### TASK GOAL:
In full and without deviation, write out the entries that follow.

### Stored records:
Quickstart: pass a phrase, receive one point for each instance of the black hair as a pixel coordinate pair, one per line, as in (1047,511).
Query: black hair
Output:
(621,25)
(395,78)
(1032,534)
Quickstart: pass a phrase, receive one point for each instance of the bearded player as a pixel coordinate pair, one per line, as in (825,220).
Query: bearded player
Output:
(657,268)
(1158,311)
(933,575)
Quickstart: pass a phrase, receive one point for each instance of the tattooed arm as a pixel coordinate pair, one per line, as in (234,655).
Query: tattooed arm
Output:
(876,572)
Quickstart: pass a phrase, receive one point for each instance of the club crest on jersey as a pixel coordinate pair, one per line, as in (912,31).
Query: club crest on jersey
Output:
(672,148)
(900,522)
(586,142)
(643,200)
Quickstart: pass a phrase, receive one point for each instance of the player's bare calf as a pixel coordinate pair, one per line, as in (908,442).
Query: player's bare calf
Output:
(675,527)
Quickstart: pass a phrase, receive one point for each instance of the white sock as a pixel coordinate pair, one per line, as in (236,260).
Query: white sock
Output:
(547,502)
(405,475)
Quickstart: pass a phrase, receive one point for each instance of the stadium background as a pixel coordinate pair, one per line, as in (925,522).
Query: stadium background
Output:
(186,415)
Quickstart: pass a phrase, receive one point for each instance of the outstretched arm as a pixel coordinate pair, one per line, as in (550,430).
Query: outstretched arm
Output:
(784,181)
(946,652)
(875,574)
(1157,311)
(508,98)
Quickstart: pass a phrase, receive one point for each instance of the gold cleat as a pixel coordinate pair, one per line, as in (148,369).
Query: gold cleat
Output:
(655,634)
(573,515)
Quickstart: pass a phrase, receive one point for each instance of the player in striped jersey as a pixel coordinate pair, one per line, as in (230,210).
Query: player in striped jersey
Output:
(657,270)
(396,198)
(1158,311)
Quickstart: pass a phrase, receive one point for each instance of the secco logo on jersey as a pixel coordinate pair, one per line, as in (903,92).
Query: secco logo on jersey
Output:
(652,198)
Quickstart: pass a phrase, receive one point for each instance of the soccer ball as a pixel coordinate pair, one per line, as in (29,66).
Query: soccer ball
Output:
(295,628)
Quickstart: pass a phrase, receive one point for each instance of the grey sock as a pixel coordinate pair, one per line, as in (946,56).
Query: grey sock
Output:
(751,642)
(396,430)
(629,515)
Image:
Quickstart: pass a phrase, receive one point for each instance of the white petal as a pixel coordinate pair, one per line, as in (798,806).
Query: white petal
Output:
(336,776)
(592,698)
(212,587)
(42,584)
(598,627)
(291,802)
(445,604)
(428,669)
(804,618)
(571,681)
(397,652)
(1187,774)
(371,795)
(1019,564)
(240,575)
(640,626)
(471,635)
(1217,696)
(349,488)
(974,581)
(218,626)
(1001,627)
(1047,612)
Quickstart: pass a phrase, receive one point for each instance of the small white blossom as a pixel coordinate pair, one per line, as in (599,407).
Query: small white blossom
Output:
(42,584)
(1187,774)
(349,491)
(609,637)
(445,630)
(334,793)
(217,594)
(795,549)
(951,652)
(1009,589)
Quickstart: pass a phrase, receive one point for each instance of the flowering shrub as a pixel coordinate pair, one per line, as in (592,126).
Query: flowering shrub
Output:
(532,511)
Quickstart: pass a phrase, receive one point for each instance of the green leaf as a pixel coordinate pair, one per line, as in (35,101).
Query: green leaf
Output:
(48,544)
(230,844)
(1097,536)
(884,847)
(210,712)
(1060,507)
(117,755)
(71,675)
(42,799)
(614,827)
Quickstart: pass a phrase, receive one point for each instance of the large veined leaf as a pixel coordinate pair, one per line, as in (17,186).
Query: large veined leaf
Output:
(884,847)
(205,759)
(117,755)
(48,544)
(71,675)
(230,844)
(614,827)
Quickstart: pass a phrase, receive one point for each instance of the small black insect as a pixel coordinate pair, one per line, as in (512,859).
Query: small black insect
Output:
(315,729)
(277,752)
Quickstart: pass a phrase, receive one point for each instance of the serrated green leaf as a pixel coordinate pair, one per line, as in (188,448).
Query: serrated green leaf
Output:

### EXPECTED ANSWER:
Quickstart: pass a phrase, receive one point for each instance of the black hair as a pixel coordinate pair, one per line, as in (1047,511).
Query: black hair
Output:
(621,25)
(395,78)
(1032,534)
Quickstart: pass a phrase, receive one point for each instance of the bearded player as a pixel coordinate pair, one per line, as in (825,220).
Query: bearded player
Output:
(657,268)
(1158,311)
(933,575)
Quickstart: pass a phrase, receive one point for each instance of the tattooed arm as a pixel coordinate pair, one per line, as in (234,655).
Query: tattooed arm
Output:
(876,572)
Quickstart: pass a phrase, receive one point for each instance of the club crest on jersey as a pixel coordinate pair, one per line, as in (912,31).
Query: club crest on jersey
Output:
(672,148)
(900,522)
(586,142)
(643,200)
Quickstart: pass a phrase, receive one point for each instance of the player's bare calf as a pixel coordinate pair, one per line, as in (908,442).
Query: player's bare calf
Output:
(675,527)
Quickstart: pass a phrase, receive one point for each instance of the white sock as a pixel coordinate pair, one per line, as in (236,260).
Query: white sock
Output:
(547,502)
(405,475)
Quickstart: pass a phrase, receive one point for each instance of the stadium background as a pixel coordinate pair, one per line, as in (925,522).
Query: stadium background
Output:
(186,415)
Quickstart: pass a phrase, receive one point for each instance of the outstretched arm as a pixel coordinate pair, one per line, as in (550,430).
Query: outstretched arm
Output:
(784,181)
(946,652)
(875,574)
(1157,311)
(508,98)
Quickstart: pass a phrase, receive one point for each instance of the gold cleat as a pixel coordinate pair, one per line, as in (148,369).
Query: gold cleat
Output:
(655,634)
(573,515)
Quickstart: pass a phrase, receive one point for each instance of the player in striped jersey as a pixel coordinate pair, one per line, as in (230,210).
Query: player in striped jersey
Output:
(657,270)
(396,198)
(1158,311)
Quickstart: pass a phrase, receive one point for each instance of the secco logo on jersey as a pixel coordinate pair, one per line, as in (903,92).
Query: secco logo on jersey
Output:
(652,198)
Quickstart: pass a phrase, receive one point for each instance of the soccer ball as a pixel coordinate pair, one per line, as in (29,66).
Query: soccer ball
Output:
(295,628)
Quickstart: pass a phrase, receive one point for each instance of the grey sock as a pixel coordinate pair, one per line, as in (946,56).
Query: grey sock
Output:
(751,642)
(396,430)
(629,515)
Image:
Quickstart: pass a phrase, receive one point for each instance of the white petal as a pixel coordinate pair, one per line, as in (798,806).
Query: white petal
Output:
(336,776)
(592,698)
(212,587)
(42,584)
(598,627)
(291,802)
(445,604)
(428,669)
(804,618)
(571,681)
(397,652)
(1187,774)
(371,795)
(1019,564)
(240,575)
(640,626)
(471,635)
(1217,696)
(349,488)
(974,581)
(218,626)
(1001,627)
(1047,612)
Quickstart: pass a phrase, receive one point for each instance of the small white blossom as a pixel coordinate pair, one per line, as in (599,407).
Query: small white blossom
Output:
(42,584)
(1187,774)
(349,491)
(609,637)
(445,630)
(334,793)
(217,594)
(795,549)
(951,652)
(1009,589)
Quickstart: pass a phrase, receive one point for each instance of the flowering shrub as a pixel coordinate pair, one per line, as in (592,126).
Query: flowering shrub
Output:
(532,511)
Quickstart: pass a phrase, receive one point for each instance of the green leaf as a pixel coordinate pair, one per line, as in (35,101).
Query: green leaf
Output:
(48,544)
(230,844)
(1097,536)
(884,847)
(210,712)
(1060,507)
(117,755)
(71,675)
(42,799)
(614,827)
Quickstart: pass a phrase, receive one point for each instance of the large veined leaf as a pixel coordinate pair, one per line, as in (17,186).
Query: large veined leaf
Output:
(884,847)
(205,759)
(117,755)
(48,544)
(71,675)
(230,844)
(614,827)
Quickstart: pass a phrase, receive one point for each instance of the small black insect as a pixel coordinate pair, one per line, as in (512,859).
Query: small black insect
Output:
(315,729)
(277,752)
Quickstart: pass a phrase, receive one point for each instance of the serrated green leaf as a pixel coordinate pair, one per line, as in (188,448).
Query: serrated green leaf
Output:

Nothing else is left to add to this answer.